* begin *

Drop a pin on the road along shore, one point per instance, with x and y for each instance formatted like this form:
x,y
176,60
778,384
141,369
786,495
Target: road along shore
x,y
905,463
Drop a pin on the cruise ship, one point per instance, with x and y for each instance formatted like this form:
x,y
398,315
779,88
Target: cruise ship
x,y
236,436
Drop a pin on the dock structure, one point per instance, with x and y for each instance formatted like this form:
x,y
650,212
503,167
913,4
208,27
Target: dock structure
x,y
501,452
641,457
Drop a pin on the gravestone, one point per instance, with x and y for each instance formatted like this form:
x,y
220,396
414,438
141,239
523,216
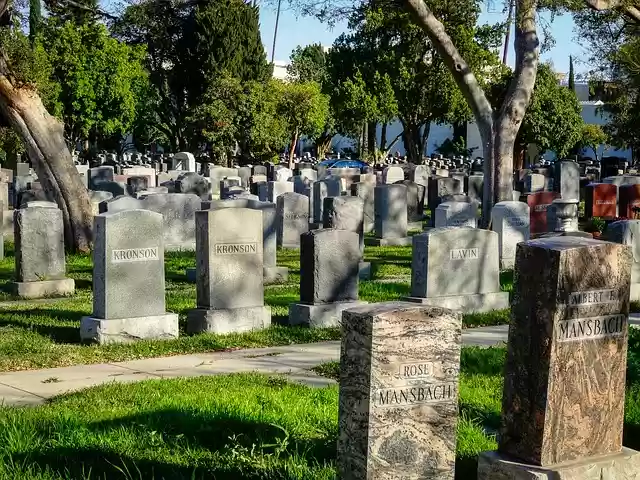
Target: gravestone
x,y
128,265
398,403
39,252
564,388
567,179
347,213
627,232
229,272
275,189
629,201
292,211
392,175
457,268
365,191
538,204
329,187
390,226
510,220
601,200
329,267
457,214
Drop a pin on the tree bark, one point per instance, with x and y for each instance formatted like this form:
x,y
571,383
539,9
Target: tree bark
x,y
518,97
292,148
43,135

* end *

Short problem: Reproduce all of the items above verbatim, leaving out the pictures.

Response for this exercise:
Drop a pin on the road along shore, one point per instance, with x and y for each instance formatted like this form:
x,y
176,60
778,384
141,369
786,495
Target: road along shore
x,y
905,463
Drop a pin on the cruise ship, one point per instance, with x and y for each instance formatted like this form:
x,y
398,315
779,88
Target: cruise ship
x,y
236,436
Drop a pin on the dock structure, one point per instance, with x and y for each instance formatted like this form:
x,y
650,212
503,167
913,4
208,27
Target: dock structure
x,y
501,452
641,457
Drop a pin on the gravestone, one point per instance, with x and y for each instance formatted like this form:
x,y
220,396
414,438
141,239
523,216
Target: gravestone
x,y
128,265
398,403
39,252
564,388
567,179
347,213
627,232
229,272
275,189
629,201
292,211
392,175
457,268
365,191
538,204
329,187
390,226
510,220
601,200
329,267
457,214
Drop a pin on the tree bark, one point per instance, with x and y for each instance formatted like this form:
x,y
571,383
539,9
Target: tree bark
x,y
518,97
292,148
43,135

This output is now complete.